**STORED DATA:**
◆ ◆ ◆ ◆ ◆

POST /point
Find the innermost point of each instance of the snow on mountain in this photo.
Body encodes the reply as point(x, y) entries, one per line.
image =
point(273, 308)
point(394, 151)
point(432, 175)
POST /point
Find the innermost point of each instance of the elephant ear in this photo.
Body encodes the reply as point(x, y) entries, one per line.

◆ ◆ ◆ ◆ ◆

**PROBLEM REQUIREMENTS:**
Rewrite the records above, changing every "innermost point" to "center point" and keeping all other words the same.

**COMPLETED TASK:**
POST /point
Find the center point of each instance of the snow on mountain in this photo.
Body encodes the reply as point(x, y) entries, one per line.
image =
point(273, 308)
point(394, 151)
point(432, 175)
POST /point
Find the center point of each instance of the elephant ear in this photo.
Body encodes the reply as point(x, y) entries, one per line.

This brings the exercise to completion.